According to the abstract on keratin-based food packaging films, what was the film's elongation at break?

(Source passage begins)

Antimicrobial keratin-based sustainable food packaging films reinforced with citric acid-modified cellulose nanocrystals

Abstract

Sustainable food packaging films play a crucial role in maintaining the freshness and quality of the food, while prioritizing environmental sustainability. In this paper, a transparent film with antibacterial properties and excellent tensile property was prepared utilizing keratin extracted from waste chicken feathers, combined with citric acid-modified cellulose nanocrystals (CNC-CA). The film exhibited an elongation at break of 209%, highlighting its substantial potential for food packaging applications and addressing the brittleness problem associated with keratin-based films. Microstructural analysis revealed that, the network formed by keratin and CNC-CA with the presence of extensive sliding hydrogen bonds and the transformation of keratin's secondary structure from α-helix to β-sheet were pivotal in enhancing the tensile strength of the Keratin/CNC-CA film. The citric acid not only act as crosslinkers, but also contribute to the sustained antimicrobial and antioxidant capabilities of the prepared Keratin/CNC-CA film, eliminating the need for adding chemically synthesized antimicrobial agents. The high stretchability of the Keratin/CNC-CA film facilitates the secure packaging of loose food items, effectively preserving freshness by minimizing air exposure, and could be degraded rapidly upon disposal, converting into organic fertilizer in the soil, and thereby mitigating the environmental problems induced by conventional plastic packaging films. This work highlights the great potential of waste biomass-derived material keratin in preparation of functional films with antibacterial property, offering promising application prospects in food packaging contexts.

(Source passage ends)
(Recorded information begins)

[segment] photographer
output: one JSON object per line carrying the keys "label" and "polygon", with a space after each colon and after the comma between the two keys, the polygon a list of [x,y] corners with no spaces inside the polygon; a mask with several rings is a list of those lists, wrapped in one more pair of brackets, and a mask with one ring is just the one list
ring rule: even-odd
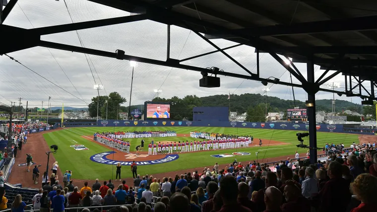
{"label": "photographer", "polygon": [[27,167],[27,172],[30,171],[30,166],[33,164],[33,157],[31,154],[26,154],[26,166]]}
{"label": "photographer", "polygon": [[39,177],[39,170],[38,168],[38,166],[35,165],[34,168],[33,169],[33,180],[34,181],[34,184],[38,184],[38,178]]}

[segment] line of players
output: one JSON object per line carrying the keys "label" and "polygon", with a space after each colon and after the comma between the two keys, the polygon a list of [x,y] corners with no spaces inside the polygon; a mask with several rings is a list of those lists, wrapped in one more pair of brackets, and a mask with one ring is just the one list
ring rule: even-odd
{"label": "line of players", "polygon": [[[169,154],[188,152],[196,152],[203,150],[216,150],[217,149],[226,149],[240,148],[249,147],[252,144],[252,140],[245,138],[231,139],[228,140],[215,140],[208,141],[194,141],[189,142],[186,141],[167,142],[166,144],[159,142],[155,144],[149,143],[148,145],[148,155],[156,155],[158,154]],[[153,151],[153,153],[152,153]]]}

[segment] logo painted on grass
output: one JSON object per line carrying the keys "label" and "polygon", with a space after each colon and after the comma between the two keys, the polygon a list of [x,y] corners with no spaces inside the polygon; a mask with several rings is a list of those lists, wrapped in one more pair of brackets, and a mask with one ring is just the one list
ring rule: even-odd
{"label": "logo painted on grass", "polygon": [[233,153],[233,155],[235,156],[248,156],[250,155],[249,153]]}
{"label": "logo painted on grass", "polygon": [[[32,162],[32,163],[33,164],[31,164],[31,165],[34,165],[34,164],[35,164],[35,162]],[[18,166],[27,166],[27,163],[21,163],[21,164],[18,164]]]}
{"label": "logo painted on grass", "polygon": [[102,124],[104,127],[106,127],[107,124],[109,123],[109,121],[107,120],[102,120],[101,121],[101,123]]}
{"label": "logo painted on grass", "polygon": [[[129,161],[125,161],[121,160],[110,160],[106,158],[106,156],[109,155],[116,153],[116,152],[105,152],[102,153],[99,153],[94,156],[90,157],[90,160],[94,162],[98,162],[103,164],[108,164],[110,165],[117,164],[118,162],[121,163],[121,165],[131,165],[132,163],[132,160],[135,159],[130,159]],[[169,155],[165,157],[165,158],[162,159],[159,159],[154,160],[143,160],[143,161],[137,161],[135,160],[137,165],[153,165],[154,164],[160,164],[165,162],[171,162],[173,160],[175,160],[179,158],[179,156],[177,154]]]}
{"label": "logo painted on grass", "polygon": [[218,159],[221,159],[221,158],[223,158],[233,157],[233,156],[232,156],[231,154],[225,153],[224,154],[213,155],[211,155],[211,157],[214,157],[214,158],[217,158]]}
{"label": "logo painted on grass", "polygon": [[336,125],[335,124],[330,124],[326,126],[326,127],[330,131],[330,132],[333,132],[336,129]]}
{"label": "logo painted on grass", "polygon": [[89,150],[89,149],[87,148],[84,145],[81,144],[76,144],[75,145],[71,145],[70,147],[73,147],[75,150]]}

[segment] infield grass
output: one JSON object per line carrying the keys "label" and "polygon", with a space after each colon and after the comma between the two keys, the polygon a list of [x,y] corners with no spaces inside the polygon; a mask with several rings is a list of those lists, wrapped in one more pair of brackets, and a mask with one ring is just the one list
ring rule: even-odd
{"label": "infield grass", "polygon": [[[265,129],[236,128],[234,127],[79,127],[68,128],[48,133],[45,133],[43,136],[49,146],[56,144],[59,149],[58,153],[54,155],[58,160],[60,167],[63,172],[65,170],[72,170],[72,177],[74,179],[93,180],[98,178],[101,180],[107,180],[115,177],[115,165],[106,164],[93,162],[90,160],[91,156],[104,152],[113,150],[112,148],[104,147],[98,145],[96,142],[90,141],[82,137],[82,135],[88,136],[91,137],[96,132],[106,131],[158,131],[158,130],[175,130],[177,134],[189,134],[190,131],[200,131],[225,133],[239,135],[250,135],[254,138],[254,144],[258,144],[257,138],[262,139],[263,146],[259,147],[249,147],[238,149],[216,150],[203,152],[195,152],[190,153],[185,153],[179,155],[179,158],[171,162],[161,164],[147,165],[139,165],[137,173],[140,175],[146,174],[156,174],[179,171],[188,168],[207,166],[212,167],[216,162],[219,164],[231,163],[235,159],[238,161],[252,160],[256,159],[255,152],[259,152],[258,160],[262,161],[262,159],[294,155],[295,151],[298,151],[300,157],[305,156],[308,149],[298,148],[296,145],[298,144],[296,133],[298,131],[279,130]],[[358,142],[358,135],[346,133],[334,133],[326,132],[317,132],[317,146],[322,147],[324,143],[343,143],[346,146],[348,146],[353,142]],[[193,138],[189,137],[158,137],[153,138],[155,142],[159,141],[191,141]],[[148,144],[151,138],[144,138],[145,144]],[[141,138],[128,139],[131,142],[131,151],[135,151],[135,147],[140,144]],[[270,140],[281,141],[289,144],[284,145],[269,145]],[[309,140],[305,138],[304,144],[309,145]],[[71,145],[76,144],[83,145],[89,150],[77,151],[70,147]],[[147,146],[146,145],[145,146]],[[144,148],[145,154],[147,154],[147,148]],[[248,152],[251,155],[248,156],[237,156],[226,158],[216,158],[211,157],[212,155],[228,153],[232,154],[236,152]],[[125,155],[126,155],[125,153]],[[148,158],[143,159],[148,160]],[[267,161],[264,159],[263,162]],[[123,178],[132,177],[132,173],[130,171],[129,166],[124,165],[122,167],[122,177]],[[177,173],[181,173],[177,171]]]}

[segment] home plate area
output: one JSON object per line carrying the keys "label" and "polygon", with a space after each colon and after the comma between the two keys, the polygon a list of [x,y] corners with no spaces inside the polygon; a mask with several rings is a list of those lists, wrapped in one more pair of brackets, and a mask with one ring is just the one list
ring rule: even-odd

(Recorded information ends)

▶ [Written solution]
209%